_Material shown:_
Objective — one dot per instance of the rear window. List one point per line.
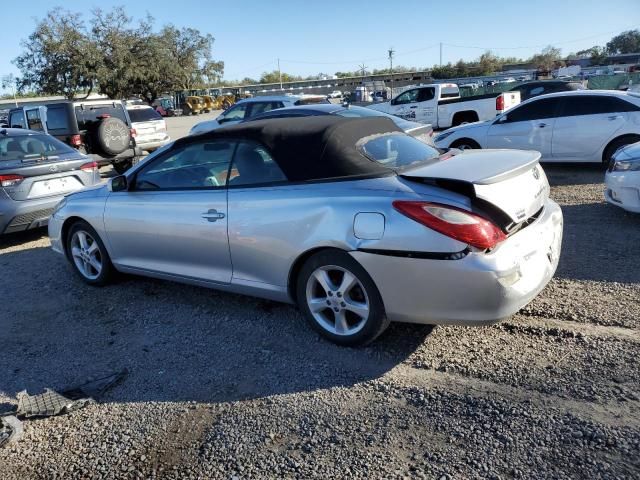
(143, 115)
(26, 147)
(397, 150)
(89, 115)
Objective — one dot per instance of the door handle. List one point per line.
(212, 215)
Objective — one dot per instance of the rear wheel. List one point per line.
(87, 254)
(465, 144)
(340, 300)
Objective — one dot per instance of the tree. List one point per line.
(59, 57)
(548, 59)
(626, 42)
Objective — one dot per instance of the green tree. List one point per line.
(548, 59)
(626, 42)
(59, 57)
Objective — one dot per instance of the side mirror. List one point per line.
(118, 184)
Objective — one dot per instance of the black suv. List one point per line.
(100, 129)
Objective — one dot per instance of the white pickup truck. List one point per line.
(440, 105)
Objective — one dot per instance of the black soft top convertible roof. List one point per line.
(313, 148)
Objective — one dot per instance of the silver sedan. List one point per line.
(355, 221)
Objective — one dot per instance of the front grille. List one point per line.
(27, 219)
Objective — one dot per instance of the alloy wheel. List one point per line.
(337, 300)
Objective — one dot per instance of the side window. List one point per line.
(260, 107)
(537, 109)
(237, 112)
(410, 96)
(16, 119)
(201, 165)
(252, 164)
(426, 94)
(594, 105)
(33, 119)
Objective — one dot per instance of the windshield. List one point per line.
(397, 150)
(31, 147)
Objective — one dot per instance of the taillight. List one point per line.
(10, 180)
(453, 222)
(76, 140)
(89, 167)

_Written problem:_ Copy the rows above word for word, leaving out the picture.

_Task answer:_
Objective — one dot per instance of the rear window. List one point per line.
(143, 115)
(26, 147)
(397, 150)
(89, 115)
Objective — one dot per instance of the door handle. List one point per line.
(212, 215)
Objective — one dot per instance of the rear wheel. List one point per line.
(87, 254)
(465, 144)
(340, 300)
Objective — one dot per instance of the tree. List one point per line.
(59, 57)
(548, 59)
(626, 42)
Objective — one dot per instance of the green tree. List one point per line.
(548, 59)
(626, 42)
(59, 57)
Objective — one dot per instance of the side mirror. List one point per line.
(118, 184)
Objective — one dot per instance of the black suv. List one point per line.
(100, 129)
Objective — one dot per instance of the white pickup truck. List one point per line.
(440, 105)
Objective — one dot per instance of the black soft top convertible roof. List one point per line.
(313, 148)
Objective — one dot per instance of the silver sedan. List one point per line.
(355, 221)
Objective — one dot per instance of the front grille. List one point per line.
(27, 219)
Objective — one dot per instance of the alloy wheel. List one point per line.
(337, 300)
Objective — one dot per instance of the side window. List one point per line.
(260, 107)
(537, 109)
(237, 112)
(410, 96)
(16, 119)
(201, 165)
(252, 164)
(426, 94)
(594, 105)
(33, 119)
Objective — one dot per instance of the windshield. List one point per line.
(397, 150)
(31, 147)
Objective — one dot per instance of the taillight. List one point per line.
(10, 180)
(453, 222)
(76, 140)
(89, 167)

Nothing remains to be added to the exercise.